## Selected passage
[start]
Mr. Speaker, it is both a delight and a disappointment to join this debate on Bill C-18 today. It is a delight because it offers a wonderful opportunity to celebrate again the magnificent accomplishments of Parks Canada and the agency's pioneering protection and innovative conservation of precious Canadian spaces for the past 125 years. It is a disappointment because the amending legislation before us contains a sad and unacceptable compromise of Parks Canada's conservation principles and practices, a compromise clearly intended by the Liberal government to provide federal political cover for the petty partisan obstructionism of the Ontario Liberal government in its refusal to transfer provincial lands to our Conservative government to complete the magnificent new Rouge National Urban Park.
I will speak first to my delight. It was an honour to serve in a government that, in barely 10 years, increased Canada's protected areas by almost 60%, with new national parks, new national park reserves, and marine protected areas. Many of these additions involved remote wilderness areas, such as Nahanni, Nááts’ihch’oh, and Sable Island, similar to Canada's original wilderness mountain park, Banff National Park.
Then, building on a decades-old dream of a broad range of passionate and dedicated conservation-minded citizens, community groups, and far-sighted local, provincial, and federal politicians, came Canada's first urban national park, not quite in the centre but certainly surrounded by the Canadian metropolis, the greater Toronto area.
In the 2011 Speech from the Throne and the 2012 budget, our Conservative government announced a commitment to work for the creation of a new national park in the Rouge Valley, and $143.7 million were assigned to a ten-year plan to create the park, with a provision for $7.6 million per year thereafter for continuing operations. Parks Canada's unparalleled expertise and creative talents were brought to bear to meet the challenge of developing and delivering this entirely new concept. The challenges were considerable, unlike anything in Parks Canada's history.
The Rouge Valley, from the shores of Lake Ontario to the Oak Ridges moraine more than 20 kilometres to the north, is a once pristine natural area that has witnessed more than a century of intense human activity. There are ancient first nations sites but also a former landfill site and an auto wrecker's yard. Surrounded by residential communities and businesses, the Rouge is criss-crossed by hydro transmission lines, railway lines, highways and secondary roads, and waste-water sewers. In the north, there are 7,500 acres of class 1 farmland worked by 700 farmers, who were uncertain of their future for decades, on lands expropriated more than 40 years ago by a Liberal government for an airport that was never built.
[end]
## Tasks to perform
1) Can you repeat the part of the speech on Bill C-18 that begins at the words "I will speak" and stops after "Banff National Park."?
2) Can you go on with the speech on Bill C-18 from the point where it stops?
You won't need the records for this.

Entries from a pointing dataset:
[start]
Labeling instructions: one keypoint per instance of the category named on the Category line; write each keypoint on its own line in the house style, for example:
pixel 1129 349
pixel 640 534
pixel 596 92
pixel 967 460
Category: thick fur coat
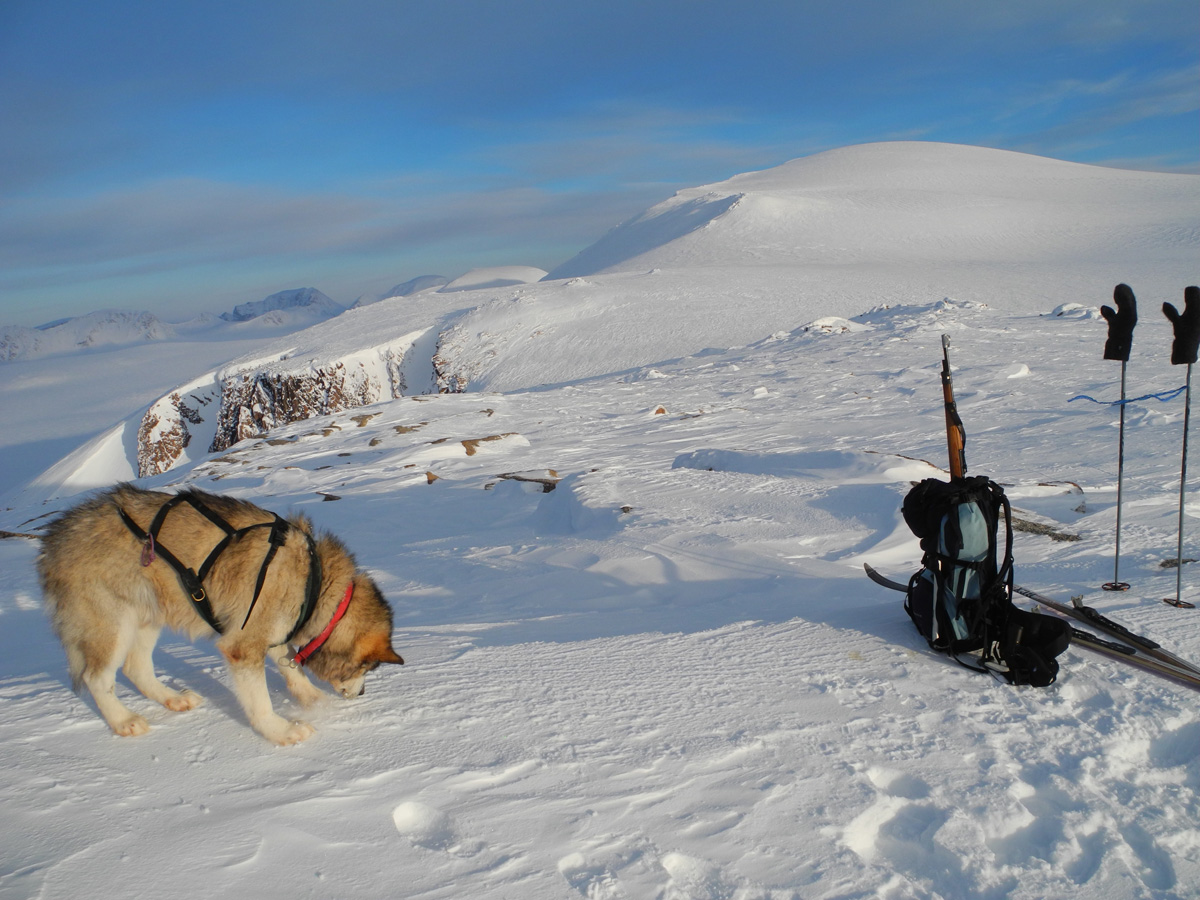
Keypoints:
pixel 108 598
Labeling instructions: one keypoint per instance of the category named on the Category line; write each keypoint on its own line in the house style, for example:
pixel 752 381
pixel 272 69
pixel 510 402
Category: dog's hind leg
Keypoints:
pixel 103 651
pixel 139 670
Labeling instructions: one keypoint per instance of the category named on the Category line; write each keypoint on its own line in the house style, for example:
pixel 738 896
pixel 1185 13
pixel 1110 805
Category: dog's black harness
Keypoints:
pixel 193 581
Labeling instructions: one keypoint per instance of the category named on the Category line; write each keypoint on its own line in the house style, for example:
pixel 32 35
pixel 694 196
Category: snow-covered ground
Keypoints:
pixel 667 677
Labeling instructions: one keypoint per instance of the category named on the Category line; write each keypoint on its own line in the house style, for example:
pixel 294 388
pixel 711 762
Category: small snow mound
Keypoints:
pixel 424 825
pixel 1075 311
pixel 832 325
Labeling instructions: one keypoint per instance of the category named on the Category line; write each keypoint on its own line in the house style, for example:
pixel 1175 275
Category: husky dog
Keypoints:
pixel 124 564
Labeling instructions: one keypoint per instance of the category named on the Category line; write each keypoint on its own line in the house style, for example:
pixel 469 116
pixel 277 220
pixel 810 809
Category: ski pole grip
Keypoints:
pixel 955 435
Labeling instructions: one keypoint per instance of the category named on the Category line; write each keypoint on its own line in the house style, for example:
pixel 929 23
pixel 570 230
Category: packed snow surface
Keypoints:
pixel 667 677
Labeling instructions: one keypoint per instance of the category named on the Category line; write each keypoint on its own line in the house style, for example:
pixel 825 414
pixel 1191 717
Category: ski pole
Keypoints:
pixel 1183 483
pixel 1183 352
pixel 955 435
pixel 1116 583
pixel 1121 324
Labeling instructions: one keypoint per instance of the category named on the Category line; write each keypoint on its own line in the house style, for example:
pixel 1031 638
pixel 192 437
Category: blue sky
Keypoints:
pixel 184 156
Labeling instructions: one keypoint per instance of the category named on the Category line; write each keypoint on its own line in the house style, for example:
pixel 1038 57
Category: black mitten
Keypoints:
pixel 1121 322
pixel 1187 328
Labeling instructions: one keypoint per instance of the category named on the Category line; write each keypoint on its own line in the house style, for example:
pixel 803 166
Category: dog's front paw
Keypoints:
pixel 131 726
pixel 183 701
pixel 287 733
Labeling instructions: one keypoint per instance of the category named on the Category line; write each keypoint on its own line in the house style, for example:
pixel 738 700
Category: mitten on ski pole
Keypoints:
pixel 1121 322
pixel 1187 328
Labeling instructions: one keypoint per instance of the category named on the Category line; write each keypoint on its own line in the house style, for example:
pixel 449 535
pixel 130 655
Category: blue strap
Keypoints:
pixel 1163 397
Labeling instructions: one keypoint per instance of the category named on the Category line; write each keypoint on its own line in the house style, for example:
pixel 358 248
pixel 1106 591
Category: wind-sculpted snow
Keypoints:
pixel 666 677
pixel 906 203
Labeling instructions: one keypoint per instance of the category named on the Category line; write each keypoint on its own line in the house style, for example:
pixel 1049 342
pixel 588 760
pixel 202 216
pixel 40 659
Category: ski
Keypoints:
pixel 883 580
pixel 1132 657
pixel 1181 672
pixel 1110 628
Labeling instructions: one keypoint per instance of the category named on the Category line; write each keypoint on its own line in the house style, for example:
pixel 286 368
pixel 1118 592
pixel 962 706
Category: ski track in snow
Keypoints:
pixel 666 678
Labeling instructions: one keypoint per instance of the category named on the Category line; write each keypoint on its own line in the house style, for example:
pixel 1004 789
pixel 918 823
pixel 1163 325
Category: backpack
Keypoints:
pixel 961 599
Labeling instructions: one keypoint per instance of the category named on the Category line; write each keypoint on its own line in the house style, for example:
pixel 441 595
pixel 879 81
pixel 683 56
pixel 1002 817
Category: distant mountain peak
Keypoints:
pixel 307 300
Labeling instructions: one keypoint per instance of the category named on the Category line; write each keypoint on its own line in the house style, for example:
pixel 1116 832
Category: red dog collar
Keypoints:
[end]
## Written responses
1)
I will speak first to my delight. It was an honour to serve in a government that, in barely 10 years, increased Canada's protected areas by almost 60%, with new national parks, new national park reserves, and marine protected areas. Many of these additions involved remote wilderness areas, such as Nahanni, Nááts’ihch’oh, and Sable Island, similar to Canada's original wilderness mountain park, Banff National Park.

2)
Despite all these realities, so unlike Canada's traditional wilderness parks, the Rouge is still home to marvellous biodiversity: rivers and streams, marshes, a Carolinian ecosystem, and evidence of some of this country's oldest indigenous sites, human history dating back more than 10,000 years.
When the Rouge National Urban Park is completed, it will provide exceptional protection for all of the Rouge's approximately 1,700 species of plants, animals, and marine life. This includes full, uncompromised protection for all of the valley's threatened and endangered species. Unlike past well-intended but unfulfilled plans for the Rouge, species recovery plans will be mandatory and non-negotiable and under the strongest protection of Canada's Species at Risk Act.
Rouge National Urban Park will provide, for the first time in its history, year-round, dedicated law enforcement through Parks Canada's storied park wardens. As with other of our national parks, they will have full powers to enforce a single set of park rules and regulations.
The uncertainty experienced for so long by farmers in the Rouge created by short-term one-year land leases will be eliminated. Farmers will have access to long leases. With that predictability, they will be able to invest in repairs to farm infrastructure. They will be able to apply best farming practices and continue to both contribute to the local economy and provide an enduring and productive farming presence in this rich portion of the Rouge for visitors from far and near to see.
That brings me to the delightful importance of the Rouge National Urban Park's accessibility. It is located amidst fully 20% of Canada's population. While it takes many hours and many of thousands of dollars to reach some of our traditional national parks, the wonders of the Rouge are easily and inexpensively accessible by road, rail, and public transit. Visitor information centres, guided hikes, and kayak touring are available to schoolchildren and to Canadians, old and new.
Parks Canada's carefully developed plan for Canada's first urban park is exactly what conservationists and the Rouge Park alliance, the former provincially appointed managing authority of the lands, have requested for decades. That plan was the result of consultations with 150 stakeholder groups and 11,000 Canadians, and had the endorsement of all the municipal and regional governments that have committed lands to the Rouge National Urban Park.
However, there was one notable foot-dragging exception. That was the Liberal Government of Ontario. That government, through successive infrastructure ministers—not parks ministers—refused to allow conservation experts at the Ontario Parks agency to evaluate and respond to the Parks Canada plan. At one point, one infrastructure minister even demanded of me what was effectively a ransom. These were lands, incidentally, that the province had been neglecting and trying to get rid of for years. He said they would transfer the provincial lands for the payment of $100 million. Of course, our government refused to pay, considered the demand a bit of temporary madness by a cash-short, badly managed government. Then as our federal legislation to create the Rouge National Urban Park, Bill C-40, approached passage into law, a successor Ontario infrastructure minister took another tack. The provincial Liberals claimed Parks Canada's carefully crafted plan and legislation was inadequate. It was not good enough for Ontario.
I will get to that fabricated untruth in a moment. First, allow me to transition from my delight in participating in this debate to my disappointment with the legislation before us in Bill C-18.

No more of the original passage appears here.